If a line in the entries contains the string "navy", include that line in your answer.

Provided records:
══════════

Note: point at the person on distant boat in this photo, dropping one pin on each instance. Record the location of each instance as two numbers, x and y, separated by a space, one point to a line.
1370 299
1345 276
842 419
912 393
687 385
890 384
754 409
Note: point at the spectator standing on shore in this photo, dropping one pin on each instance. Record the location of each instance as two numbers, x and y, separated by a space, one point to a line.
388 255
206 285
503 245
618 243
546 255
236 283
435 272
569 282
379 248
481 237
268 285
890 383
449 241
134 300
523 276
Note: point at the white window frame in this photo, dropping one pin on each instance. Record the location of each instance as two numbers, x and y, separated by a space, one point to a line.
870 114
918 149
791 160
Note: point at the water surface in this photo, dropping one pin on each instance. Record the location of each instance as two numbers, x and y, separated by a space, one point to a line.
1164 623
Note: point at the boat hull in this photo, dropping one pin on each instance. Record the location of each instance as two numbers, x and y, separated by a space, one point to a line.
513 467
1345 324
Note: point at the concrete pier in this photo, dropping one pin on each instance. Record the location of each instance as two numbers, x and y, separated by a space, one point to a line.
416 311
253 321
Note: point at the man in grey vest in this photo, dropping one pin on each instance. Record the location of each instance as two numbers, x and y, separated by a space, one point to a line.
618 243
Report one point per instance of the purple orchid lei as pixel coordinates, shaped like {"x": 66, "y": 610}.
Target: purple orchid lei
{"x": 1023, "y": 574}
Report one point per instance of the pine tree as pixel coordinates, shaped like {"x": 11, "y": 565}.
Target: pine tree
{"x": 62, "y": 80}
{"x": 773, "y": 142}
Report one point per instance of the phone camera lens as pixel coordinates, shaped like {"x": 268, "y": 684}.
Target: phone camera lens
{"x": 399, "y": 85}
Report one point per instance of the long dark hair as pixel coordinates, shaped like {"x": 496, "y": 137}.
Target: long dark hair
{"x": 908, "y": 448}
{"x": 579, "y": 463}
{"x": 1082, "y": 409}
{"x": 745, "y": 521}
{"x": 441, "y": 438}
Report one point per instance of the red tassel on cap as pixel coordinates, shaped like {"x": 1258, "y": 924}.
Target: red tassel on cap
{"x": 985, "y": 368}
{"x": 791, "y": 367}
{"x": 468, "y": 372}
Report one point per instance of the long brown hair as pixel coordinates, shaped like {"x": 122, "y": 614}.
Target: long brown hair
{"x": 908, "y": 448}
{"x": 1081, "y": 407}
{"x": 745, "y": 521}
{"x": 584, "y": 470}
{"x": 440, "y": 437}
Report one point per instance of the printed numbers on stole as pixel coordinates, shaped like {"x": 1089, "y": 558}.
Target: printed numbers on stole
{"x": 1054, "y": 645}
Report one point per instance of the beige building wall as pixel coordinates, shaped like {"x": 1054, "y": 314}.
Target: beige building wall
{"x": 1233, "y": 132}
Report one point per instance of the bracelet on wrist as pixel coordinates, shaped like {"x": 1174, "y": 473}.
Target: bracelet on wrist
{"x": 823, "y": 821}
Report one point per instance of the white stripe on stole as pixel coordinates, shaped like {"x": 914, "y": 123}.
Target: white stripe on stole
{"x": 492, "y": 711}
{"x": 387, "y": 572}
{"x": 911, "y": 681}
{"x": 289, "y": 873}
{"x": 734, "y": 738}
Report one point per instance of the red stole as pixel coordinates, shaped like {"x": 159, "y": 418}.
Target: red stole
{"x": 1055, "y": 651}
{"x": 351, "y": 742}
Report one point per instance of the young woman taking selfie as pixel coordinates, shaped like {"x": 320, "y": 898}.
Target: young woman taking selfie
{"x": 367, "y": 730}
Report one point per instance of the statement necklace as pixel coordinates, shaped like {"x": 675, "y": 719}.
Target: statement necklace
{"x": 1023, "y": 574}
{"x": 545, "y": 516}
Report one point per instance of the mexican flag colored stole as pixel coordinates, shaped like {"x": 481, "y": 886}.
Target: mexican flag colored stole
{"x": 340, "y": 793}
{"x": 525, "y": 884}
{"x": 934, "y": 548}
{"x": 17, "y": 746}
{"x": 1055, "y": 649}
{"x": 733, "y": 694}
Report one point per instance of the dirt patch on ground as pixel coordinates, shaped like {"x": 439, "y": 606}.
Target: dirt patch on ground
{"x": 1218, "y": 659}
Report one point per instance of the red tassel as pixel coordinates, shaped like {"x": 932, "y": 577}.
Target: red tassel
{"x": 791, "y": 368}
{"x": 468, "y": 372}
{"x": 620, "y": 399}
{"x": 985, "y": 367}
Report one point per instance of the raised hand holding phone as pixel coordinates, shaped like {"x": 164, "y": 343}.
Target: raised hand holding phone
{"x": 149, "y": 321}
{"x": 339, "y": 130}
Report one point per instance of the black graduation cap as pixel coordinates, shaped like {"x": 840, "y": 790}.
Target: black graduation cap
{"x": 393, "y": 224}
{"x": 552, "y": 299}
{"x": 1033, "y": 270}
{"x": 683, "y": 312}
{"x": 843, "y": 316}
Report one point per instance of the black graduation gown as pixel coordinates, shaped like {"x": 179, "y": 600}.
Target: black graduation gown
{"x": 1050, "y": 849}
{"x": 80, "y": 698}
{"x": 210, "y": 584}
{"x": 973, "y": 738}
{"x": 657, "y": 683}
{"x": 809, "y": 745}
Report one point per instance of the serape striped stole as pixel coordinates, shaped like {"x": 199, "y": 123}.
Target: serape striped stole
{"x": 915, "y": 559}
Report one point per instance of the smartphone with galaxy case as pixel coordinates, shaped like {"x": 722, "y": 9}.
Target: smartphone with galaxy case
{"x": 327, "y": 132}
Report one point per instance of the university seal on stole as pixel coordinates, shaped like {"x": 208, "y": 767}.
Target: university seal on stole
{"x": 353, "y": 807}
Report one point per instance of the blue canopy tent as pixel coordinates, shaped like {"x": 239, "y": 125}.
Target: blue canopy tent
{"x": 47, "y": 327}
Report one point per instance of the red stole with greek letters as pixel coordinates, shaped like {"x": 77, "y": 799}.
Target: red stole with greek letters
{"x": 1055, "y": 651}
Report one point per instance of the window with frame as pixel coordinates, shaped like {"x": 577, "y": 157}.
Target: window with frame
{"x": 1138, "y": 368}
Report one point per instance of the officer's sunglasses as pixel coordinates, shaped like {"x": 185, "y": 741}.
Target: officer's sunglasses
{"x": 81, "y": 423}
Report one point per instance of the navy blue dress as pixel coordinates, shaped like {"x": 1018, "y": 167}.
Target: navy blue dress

══════════

Result of the task:
Report one point per instance of the navy blue dress as pixel coordinates, shaped like {"x": 1018, "y": 167}.
Target: navy blue dress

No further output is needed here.